Task details: Copy out the lines of the listing from the line containing "For every instance of the flush" through the line containing "Target: flush mount ceiling light", including both of those lines, and nothing else.

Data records
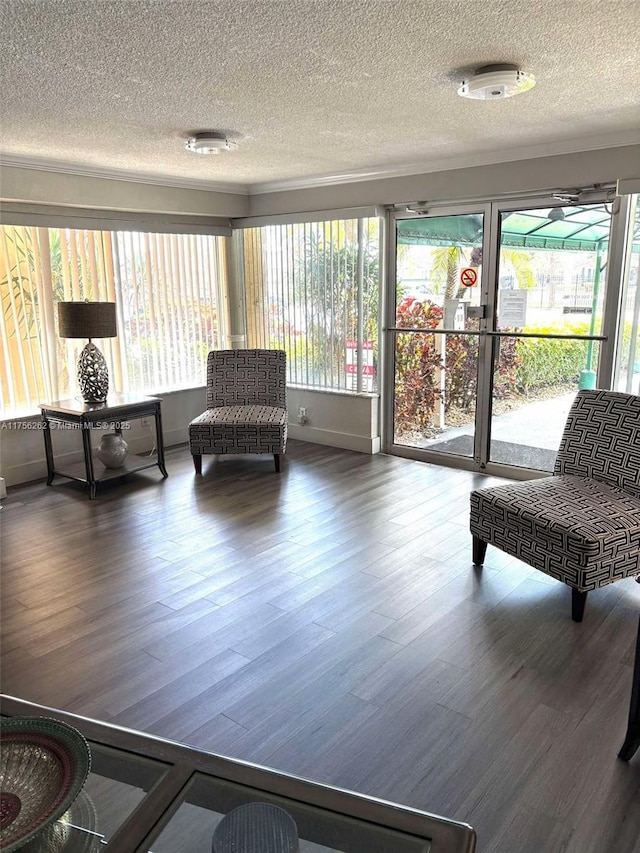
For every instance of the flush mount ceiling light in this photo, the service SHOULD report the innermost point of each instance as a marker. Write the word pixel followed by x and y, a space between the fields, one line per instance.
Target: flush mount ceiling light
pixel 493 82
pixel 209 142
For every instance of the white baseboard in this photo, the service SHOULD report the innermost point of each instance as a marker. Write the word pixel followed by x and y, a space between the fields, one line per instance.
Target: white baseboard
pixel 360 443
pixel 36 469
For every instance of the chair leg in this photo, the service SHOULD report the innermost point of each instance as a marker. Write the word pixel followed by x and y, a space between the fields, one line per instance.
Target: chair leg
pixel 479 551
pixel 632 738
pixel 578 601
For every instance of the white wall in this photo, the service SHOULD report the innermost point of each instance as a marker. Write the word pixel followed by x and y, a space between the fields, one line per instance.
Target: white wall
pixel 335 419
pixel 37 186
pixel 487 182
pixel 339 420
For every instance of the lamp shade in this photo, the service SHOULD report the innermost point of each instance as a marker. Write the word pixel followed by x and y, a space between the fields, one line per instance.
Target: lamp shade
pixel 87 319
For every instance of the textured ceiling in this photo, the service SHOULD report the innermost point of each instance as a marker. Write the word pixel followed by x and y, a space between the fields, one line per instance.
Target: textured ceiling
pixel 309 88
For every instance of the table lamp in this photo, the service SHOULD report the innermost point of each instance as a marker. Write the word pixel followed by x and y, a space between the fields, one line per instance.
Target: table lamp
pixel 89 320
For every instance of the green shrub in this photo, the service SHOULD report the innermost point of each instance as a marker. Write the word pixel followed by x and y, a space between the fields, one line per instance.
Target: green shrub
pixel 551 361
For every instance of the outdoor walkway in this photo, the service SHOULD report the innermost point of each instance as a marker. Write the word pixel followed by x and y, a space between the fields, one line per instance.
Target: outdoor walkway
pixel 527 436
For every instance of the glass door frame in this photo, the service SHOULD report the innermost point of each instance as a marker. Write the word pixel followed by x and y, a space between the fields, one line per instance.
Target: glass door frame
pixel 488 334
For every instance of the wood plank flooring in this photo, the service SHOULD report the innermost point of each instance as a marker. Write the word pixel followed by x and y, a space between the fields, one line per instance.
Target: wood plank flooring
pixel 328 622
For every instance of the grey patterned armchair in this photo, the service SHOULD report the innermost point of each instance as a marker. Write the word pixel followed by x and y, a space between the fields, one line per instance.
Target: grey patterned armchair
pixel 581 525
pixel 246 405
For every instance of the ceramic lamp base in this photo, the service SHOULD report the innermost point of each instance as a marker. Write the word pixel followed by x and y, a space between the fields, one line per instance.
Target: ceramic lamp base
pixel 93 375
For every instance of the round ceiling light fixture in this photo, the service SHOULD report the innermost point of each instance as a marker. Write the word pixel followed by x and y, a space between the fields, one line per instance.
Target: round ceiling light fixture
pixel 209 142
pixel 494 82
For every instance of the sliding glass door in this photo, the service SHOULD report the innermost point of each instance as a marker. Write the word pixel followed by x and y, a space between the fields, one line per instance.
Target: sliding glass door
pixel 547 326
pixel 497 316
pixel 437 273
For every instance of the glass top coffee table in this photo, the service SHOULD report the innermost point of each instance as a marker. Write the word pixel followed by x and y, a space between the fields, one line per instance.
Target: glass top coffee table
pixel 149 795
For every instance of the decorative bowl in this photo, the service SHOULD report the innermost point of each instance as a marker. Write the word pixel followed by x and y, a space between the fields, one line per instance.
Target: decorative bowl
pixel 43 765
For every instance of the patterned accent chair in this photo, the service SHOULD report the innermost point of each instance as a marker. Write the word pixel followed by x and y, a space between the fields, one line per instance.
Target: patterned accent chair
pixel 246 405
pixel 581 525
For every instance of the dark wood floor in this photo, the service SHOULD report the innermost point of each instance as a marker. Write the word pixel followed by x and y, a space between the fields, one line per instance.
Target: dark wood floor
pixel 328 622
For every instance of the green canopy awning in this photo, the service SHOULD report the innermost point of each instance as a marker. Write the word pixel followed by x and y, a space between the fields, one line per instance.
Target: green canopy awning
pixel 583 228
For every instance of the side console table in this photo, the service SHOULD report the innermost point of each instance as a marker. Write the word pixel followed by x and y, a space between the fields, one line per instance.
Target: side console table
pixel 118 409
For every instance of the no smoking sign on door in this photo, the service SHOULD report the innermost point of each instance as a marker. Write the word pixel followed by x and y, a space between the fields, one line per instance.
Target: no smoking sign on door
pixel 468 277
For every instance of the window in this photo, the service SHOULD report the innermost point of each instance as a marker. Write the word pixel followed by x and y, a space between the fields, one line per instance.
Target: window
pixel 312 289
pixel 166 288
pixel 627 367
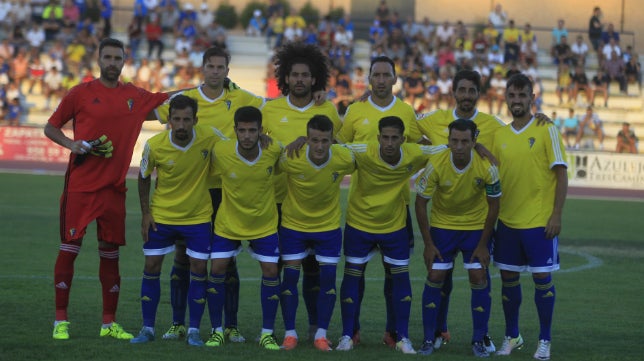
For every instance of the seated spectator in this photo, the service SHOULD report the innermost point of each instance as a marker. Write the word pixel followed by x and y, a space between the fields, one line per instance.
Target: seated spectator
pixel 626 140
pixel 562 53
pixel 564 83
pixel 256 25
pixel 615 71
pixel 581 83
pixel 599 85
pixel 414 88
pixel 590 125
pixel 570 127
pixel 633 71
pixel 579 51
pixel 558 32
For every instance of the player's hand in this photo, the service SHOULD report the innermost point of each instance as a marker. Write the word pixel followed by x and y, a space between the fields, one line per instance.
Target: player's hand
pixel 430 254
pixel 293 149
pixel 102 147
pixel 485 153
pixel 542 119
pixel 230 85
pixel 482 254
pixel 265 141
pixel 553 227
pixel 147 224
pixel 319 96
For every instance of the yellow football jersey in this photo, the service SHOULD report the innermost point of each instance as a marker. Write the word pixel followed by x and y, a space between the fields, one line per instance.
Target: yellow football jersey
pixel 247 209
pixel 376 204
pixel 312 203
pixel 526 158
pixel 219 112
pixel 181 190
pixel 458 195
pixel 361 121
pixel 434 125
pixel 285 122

* * *

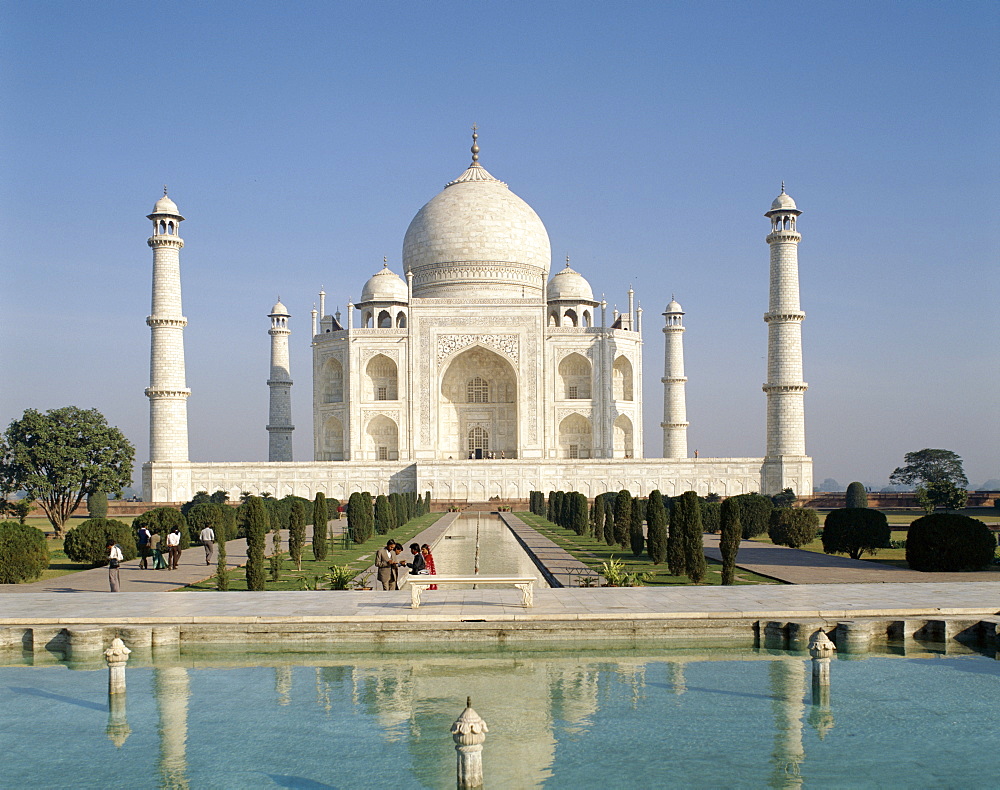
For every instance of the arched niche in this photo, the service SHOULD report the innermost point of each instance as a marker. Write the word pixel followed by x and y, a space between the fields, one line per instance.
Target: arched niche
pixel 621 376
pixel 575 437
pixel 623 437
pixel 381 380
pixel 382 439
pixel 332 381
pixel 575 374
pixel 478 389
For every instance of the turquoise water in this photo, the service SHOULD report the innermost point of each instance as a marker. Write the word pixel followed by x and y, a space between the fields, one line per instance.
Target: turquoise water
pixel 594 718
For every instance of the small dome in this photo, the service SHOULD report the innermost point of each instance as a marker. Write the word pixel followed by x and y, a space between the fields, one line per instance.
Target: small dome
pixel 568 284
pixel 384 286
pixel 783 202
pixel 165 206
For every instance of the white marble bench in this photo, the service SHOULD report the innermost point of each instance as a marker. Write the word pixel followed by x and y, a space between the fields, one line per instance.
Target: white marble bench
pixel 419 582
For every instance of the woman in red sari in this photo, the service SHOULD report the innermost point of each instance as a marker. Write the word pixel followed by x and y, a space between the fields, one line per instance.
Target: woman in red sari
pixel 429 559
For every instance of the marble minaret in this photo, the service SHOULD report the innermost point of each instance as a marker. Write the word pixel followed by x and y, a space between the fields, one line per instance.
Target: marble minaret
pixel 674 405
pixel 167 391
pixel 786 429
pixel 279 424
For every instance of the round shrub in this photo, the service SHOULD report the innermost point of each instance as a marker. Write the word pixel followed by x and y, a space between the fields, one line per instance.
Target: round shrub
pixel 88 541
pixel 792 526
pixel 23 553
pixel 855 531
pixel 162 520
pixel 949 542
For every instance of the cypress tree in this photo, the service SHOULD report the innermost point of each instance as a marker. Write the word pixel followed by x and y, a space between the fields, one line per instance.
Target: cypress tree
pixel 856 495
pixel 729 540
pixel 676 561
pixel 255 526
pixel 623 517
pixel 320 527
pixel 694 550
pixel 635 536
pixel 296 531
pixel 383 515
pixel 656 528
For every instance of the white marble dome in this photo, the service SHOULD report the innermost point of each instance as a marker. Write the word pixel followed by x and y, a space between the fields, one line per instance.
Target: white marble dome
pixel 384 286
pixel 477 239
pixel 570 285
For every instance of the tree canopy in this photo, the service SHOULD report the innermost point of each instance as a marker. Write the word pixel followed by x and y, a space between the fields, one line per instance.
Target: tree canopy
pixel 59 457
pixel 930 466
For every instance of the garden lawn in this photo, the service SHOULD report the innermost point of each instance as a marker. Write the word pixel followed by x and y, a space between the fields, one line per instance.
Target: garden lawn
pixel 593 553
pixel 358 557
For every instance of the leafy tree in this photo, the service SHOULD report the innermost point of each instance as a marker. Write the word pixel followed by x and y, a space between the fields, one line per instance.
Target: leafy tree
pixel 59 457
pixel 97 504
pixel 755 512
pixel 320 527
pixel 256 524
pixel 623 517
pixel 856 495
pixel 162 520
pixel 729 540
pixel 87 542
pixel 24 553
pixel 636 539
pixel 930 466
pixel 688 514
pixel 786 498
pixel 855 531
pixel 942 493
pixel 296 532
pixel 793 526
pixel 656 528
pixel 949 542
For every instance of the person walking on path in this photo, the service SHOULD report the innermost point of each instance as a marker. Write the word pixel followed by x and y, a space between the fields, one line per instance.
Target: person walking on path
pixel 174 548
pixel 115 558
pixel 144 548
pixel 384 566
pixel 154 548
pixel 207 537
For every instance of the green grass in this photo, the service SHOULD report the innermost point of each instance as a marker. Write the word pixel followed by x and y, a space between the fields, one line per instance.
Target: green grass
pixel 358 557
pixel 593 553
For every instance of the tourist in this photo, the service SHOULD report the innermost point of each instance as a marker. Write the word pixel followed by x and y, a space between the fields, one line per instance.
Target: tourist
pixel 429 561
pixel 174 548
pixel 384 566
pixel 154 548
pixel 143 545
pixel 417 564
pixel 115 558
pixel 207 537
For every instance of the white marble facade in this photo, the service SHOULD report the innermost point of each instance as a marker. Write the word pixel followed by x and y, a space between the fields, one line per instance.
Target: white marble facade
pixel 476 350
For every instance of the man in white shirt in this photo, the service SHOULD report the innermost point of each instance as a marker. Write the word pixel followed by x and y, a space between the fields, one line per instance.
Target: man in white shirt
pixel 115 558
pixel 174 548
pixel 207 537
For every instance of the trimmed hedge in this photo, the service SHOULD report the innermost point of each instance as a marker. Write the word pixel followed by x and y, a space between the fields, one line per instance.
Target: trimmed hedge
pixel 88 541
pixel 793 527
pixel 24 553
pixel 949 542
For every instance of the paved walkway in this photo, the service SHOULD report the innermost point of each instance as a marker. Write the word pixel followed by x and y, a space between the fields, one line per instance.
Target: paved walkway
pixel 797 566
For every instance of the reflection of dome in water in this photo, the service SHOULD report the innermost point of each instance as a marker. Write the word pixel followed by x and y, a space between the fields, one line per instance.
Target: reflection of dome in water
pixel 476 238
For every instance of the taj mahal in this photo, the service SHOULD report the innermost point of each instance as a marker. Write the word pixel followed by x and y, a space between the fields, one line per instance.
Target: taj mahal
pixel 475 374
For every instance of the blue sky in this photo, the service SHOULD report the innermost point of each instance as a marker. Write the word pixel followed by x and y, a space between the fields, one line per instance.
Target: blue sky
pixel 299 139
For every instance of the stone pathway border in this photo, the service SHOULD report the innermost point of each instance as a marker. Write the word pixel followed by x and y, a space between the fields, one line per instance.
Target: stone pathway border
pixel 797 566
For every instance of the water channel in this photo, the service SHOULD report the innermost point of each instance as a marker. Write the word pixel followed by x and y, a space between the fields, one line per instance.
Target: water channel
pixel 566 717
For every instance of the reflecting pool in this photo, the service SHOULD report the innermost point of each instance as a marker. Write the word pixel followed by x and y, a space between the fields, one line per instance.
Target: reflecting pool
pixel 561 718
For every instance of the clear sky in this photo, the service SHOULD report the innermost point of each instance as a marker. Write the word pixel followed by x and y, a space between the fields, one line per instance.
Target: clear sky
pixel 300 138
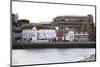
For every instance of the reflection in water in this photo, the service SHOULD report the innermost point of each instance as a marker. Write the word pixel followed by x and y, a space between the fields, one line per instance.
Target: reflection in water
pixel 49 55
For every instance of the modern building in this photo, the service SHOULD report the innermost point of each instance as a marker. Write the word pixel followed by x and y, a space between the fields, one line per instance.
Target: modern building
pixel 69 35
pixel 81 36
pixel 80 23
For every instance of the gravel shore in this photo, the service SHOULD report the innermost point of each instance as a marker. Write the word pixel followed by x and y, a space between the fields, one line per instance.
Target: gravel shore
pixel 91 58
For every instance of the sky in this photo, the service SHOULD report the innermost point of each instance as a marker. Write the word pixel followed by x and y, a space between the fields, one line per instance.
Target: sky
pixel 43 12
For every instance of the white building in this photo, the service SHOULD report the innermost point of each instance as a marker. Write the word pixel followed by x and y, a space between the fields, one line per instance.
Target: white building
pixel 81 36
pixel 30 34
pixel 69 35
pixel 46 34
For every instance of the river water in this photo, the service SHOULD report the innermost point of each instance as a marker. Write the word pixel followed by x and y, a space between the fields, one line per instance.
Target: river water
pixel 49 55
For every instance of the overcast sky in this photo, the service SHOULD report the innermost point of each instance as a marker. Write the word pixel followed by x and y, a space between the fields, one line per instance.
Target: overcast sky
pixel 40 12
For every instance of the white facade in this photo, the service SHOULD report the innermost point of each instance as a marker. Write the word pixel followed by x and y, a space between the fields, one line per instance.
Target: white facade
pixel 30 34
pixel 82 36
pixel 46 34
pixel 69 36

Exercise answer:
For every instance of the flush mount ceiling light in this photo, the service SHOULD report the innermost point of each instance as a marker. Write the word pixel followed by x and y, a space between the fields, one line per instance.
Target: flush mount ceiling light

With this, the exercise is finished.